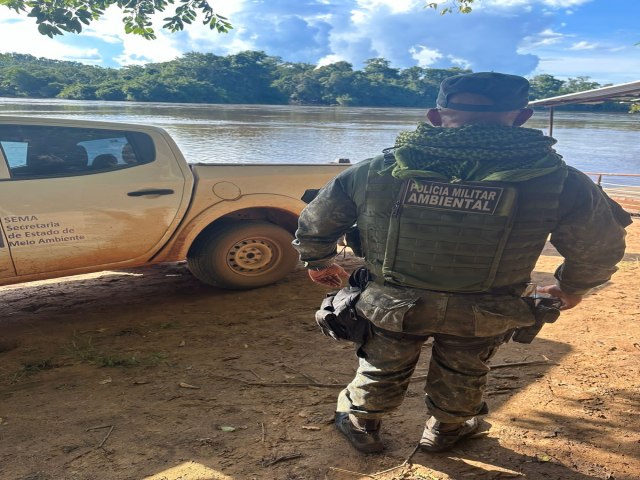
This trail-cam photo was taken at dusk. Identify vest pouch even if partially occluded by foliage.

+++

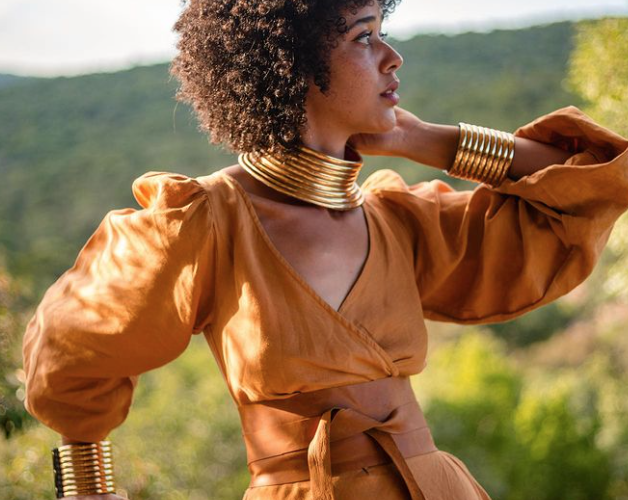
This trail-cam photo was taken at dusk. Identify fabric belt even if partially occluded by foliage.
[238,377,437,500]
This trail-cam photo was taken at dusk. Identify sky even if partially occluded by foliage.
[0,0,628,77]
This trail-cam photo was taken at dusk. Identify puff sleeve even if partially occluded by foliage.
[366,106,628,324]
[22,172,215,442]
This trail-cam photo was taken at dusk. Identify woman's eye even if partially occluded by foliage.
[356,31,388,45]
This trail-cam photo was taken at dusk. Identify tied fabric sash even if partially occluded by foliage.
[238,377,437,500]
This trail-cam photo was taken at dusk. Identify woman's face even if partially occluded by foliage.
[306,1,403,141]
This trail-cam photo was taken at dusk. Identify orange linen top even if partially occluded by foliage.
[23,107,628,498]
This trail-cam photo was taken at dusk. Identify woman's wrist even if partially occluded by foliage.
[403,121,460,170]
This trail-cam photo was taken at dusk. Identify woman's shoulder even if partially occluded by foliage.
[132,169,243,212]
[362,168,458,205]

+++

Set problem:
Render the data from the line containing "This trail-cam photo was taken at dusk. Identify sky" through the line containing "[22,172,215,442]", both included, as a numbered list with any blank lines left out.

Response below:
1. This trail-cam photo was taken at dusk. Identify sky even if partially occluded by foliage.
2. [0,0,628,77]
3. This trail-cam photo was taken at dusk. Identify puff sleeve even if partially occluded by foliage.
4. [366,106,628,324]
5. [22,172,215,442]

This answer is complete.